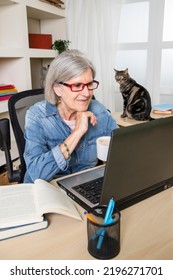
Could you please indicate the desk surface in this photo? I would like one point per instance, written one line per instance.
(146, 233)
(128, 122)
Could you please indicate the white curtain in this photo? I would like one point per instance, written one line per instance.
(92, 27)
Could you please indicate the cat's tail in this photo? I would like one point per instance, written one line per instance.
(151, 119)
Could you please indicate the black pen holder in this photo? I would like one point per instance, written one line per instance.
(103, 240)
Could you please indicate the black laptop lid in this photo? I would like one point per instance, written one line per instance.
(140, 162)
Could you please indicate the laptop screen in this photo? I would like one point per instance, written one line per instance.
(140, 162)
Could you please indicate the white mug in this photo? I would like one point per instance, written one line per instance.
(102, 144)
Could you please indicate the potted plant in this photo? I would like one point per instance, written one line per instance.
(61, 45)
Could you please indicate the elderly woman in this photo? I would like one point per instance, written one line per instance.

= = = = = = =

Set task => Put the entries above into a JSON list of strings, one string per line, skipping any blank lines and leaving out the picture.

Task result =>
[
  "Could you please indicate the desk surface in this photo? I would like one point per instance, written one line per instance.",
  "(146, 233)",
  "(128, 122)",
  "Could you please indicate the white curtain in this photo? I would like one point per instance, written one line per instance.",
  "(92, 27)",
  "Could you please indicate the cat's tail in this photo? I would like one point per instance, written one line per instance.",
  "(151, 119)",
  "Could you please indicate the black pen holder in this photo? I would like one point per instance, written one line per instance.",
  "(103, 240)",
  "Could you please indicate the black laptop lid in this photo? I would like one point per instance, written one line per instance.",
  "(140, 162)",
  "Could you please indicate the laptop screen in this photo? I would like one point per instance, written one line per instance.",
  "(140, 162)",
  "Could you please indicate the white mug in this photo? I would like one point per instance, written one line per instance.",
  "(102, 144)",
  "Could you please indicate the potted plant in this photo? I would like one point per instance, written one line per instance.",
  "(61, 45)",
  "Could you please indicate the elderly woman in this photo? I would like one point per instance, written one line per instance."
]